• _提示テキスト_:
--------------------------------------------------
Dystonin 遺伝子による神経・筋・皮膚の多臓器恒常性―維持機構の解明―
新潟大学大学院医歯学総合研究科脳機能形態学分野
吉岡 望

この度は,歴史ある日本解剖学会の奨励賞を賜りましたこと,大変光栄に存じます.これまでご指導いただいた先生方,共同研究者の先生方,同僚をはじめご支援いただいた全ての方に感謝申し上げます.また選考委員の先生方はじめ,解剖学会の関係者の皆様に厚く御礼申し上げます.この度,受賞者紹介文を執筆する機会をいただきましたので,これまでの経歴について紹介させていただきます.
私は横浜市立大学 理学部を卒業後に,首都大学東京(現東京都立大学)大学院理工学研究科に入学し,東京都神経科学総合研究所の川野仁先生のもとで研究をスタートしました.これは川野先生が横浜市立大学のOB であったこともあり,大学に講義に来られたのがきっかけでした.講義の内容は,金硫化グルコースによる視床下部破壊モデルや脳損傷後の瘢痕(はんこん)形成に関するものであったと記憶しています.東京都神経科学総合研究所で研究するにあたり,首都大学東京の久永眞市先生の神経分子機能研究室に所属させていただきました.久永先生からは,専門外の私の研究に対しても常に的確なご助言をいただきました.久永先生の研究室からは,沢山の研究者が輩出されており,現在も研究を通じて交流が出来ていることを嬉しく思っています.川野先生の下では,初めは視床下部について研究しておりましたが,徐々に神経再生に研究テーマが変わっていきました.当時,脳損傷後の軸索再生阻害因子としてアストロサイトがつくるグリア瘢痕が広く研究されていた中で,川野先生の研究室では線維芽細胞がつくる線維性瘢痕について精力的に研究しておりました.私は,脳損傷後の創傷治癒と瘢痕形成との関係について研究し,二つの瘢痕組織が血液脳関門修復や軸索再生阻害に対して異なる作用を示すことを明らかにして,2012年に博士(理学)を取得いたしました1.川野先生からは,沢山のことを学ばせていただきましたが,自身の眼で観察した現象にもとづいて研究を行っていく形態学者としての研究姿勢は,今でも尊敬しております.学位取得後は,新潟大学 医学部 生化学の五十嵐道弘先生の研究室で博士研究員となり,細胞外マトリックスに豊富な糖鎖であるコンドロイチン硫酸の合成酵素KO マウスを用いて神経発達について研究しました2.五十嵐先生の下では,生化学的なアプローチや網羅的な分子解析の重要性について学ばせていただき,当時は形態学的な手法しか経験がなかった私にとっては大変勉強になりました.2014年から福島県立医科大学 生体情報伝達研究所の小林和人先生の研究室で,ウイルスベクターによる神経回路トレーシングや神経回路操作法を用いて大脳基底核の研究に従事いたしました.小林先生の研究室には優秀なスタッフが揃っており,2年余りではありましたが大変充実した研究生活を送ることが出来ました.小林先生の下で学んだ手技や知識は現在でも研究の基礎となっています.また小林先生のご理解もあり,同大 神経解剖・発生学講座の八木沼洋行先生の下で,肉眼解剖学実習に参加する機会に恵まれました.この間,名古屋大学が主催する人体解剖トレーニングセミナーにも参加させていただきました.これらの経験は,現在まで貴重な財産となっております.2017年からは新潟大学 医学部 神経解剖学の竹林浩秀先生の研究室に在籍し,今回の奨励賞の受賞テーマ3となった神経,筋4,皮膚5におけるジストニン遺伝子の機能解析に取り組みました.現在の研究室には,最も長い期間在籍しましたが,その間に多くの共同研究者や研究室の同僚からの支援を受けながら,形態学以外にも様々な技術を取り入れながら研究する機会に恵まれました.これからも自身の眼で観察して真実を追求する形態学者としての研究姿勢を大切にしながらも,多方面からの解析技術を取り入れることで,本質的で重要な研究を目指したいと考えております.現在は肉眼解剖学実習にも参加する機会をいただいており,微力ながら解剖学の教育・研究に携わるものとしてこの分野の発展に貢献できるように尽力していく所存です.今後ともご指導ご鞭撻のほど,宜しくお願い申し上げます.
--------------------------------------------------
• _抽出データ_:

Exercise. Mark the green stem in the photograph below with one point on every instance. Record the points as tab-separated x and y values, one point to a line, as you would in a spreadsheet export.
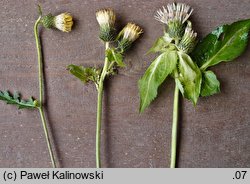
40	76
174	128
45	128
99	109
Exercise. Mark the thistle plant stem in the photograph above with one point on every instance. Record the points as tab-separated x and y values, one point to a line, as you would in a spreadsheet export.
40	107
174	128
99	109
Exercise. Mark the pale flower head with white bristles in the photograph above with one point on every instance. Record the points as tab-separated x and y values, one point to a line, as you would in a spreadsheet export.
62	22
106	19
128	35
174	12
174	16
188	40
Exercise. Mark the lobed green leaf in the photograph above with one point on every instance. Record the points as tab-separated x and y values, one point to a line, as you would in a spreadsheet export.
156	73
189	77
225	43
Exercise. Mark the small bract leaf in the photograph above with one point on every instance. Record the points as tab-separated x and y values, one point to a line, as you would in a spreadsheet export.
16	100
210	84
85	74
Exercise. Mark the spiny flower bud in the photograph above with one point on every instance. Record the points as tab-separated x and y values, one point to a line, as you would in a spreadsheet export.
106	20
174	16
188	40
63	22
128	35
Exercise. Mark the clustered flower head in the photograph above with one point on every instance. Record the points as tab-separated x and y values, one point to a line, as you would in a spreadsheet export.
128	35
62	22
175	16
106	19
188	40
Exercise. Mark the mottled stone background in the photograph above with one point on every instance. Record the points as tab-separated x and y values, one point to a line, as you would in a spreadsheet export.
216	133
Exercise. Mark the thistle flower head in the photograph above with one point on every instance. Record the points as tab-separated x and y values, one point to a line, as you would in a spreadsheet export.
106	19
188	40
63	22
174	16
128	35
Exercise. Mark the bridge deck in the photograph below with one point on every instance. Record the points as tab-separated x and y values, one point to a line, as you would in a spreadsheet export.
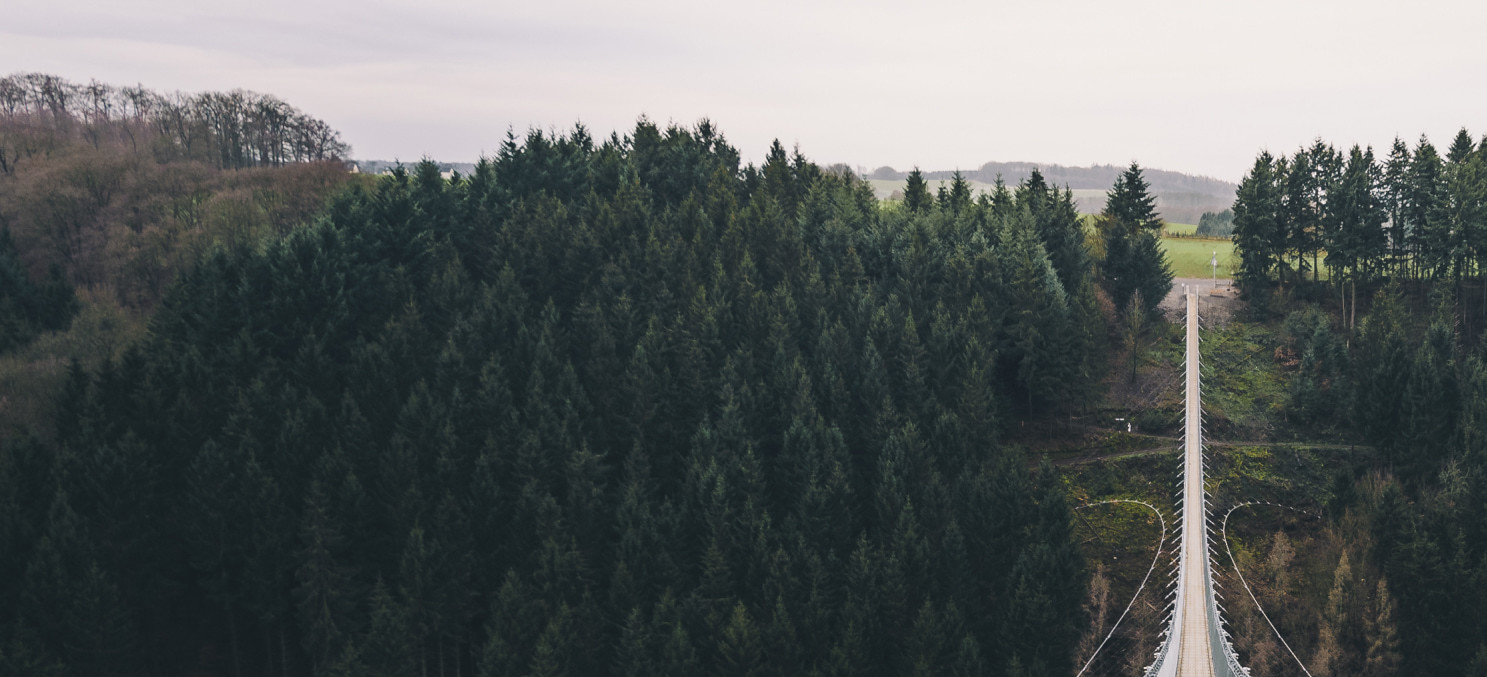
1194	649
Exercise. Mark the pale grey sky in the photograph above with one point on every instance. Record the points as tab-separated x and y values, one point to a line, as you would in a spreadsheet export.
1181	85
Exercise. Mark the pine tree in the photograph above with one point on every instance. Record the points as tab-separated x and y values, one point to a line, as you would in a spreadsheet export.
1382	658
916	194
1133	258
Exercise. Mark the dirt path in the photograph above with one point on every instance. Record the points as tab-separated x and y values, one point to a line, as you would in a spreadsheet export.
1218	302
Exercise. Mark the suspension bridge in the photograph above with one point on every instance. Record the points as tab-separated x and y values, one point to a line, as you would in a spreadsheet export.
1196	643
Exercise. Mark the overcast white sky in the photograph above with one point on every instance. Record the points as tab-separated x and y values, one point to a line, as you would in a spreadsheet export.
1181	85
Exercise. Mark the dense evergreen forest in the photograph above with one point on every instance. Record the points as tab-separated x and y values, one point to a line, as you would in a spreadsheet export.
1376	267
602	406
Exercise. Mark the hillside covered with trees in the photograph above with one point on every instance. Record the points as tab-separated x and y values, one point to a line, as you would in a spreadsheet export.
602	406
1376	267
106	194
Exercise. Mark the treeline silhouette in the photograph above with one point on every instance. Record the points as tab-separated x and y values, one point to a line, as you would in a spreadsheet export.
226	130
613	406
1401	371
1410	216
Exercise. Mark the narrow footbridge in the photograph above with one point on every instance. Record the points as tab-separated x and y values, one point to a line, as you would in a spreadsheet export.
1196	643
--------------------------------------------------
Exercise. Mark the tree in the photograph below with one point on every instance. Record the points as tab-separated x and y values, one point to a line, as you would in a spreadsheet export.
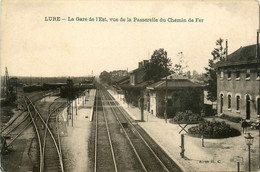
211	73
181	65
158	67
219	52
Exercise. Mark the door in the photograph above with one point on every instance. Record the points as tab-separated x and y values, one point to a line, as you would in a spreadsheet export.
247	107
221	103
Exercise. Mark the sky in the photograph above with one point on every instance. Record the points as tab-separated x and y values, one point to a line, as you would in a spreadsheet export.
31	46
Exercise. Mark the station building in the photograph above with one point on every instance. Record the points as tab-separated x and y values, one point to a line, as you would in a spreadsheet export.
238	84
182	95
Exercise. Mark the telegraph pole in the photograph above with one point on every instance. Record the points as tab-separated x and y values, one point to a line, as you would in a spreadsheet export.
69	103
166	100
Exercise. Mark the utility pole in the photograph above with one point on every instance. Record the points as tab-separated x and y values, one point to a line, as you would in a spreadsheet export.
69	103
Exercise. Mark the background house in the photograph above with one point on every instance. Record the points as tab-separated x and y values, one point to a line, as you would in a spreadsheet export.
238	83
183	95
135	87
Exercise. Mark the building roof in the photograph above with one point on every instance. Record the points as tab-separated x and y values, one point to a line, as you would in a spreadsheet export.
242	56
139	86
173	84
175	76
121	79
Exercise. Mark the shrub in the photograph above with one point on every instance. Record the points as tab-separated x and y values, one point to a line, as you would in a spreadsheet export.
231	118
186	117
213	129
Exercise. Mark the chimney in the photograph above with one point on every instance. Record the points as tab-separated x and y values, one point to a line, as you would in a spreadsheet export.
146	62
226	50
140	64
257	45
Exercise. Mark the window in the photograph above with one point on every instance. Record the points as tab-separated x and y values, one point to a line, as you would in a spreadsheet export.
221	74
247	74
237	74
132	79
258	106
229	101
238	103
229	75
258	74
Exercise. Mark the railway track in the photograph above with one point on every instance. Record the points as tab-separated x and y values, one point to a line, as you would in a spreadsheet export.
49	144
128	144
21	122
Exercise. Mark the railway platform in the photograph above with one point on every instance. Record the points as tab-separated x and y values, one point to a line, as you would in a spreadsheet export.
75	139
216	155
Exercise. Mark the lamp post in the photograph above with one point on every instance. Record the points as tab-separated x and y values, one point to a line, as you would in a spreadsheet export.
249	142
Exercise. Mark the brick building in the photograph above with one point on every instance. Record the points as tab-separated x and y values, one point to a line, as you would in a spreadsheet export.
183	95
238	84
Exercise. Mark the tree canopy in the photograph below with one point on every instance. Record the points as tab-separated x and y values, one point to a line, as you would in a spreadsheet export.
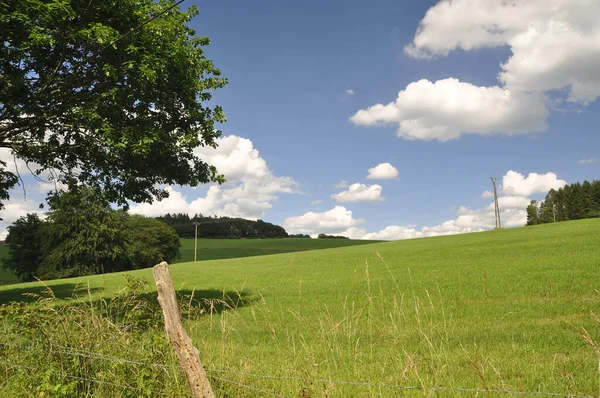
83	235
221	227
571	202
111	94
--------------------------------------------------
• _設問_:
• A. 本文の内容について、次の問いに答えよ。
(i) 博士(理学)を取得したのは何年か。
(ii) 2014年から研究に従事したのは、どこの誰の研究室か。
(iii) 2017年から在籍した研究室で取り組み、今回の奨励賞の受賞テーマとなった研究は何か。
• B. 本文の「この度は,歴史ある」で始まる段落を、主な内容を保ったまま、より短く書き直せ。

• _解答_:
• A.
(i) 2012年である。
(ii) 福島県立医科大学 生体情報伝達研究所の小林和人先生の研究室である。
(iii) 神経、筋、皮膚におけるジストニン遺伝子の機能解析である。

• B. 日本解剖学会の奨励賞を受賞し、大変光栄に思う。指導してくださった先生方、共同研究者、同僚など支援してくださった全ての方に感謝する。選考委員をはじめとする解剖学会関係者の皆様にも御礼を申し上げる。受賞者紹介文を執筆する機会を得たので、これまでの経歴を紹介する。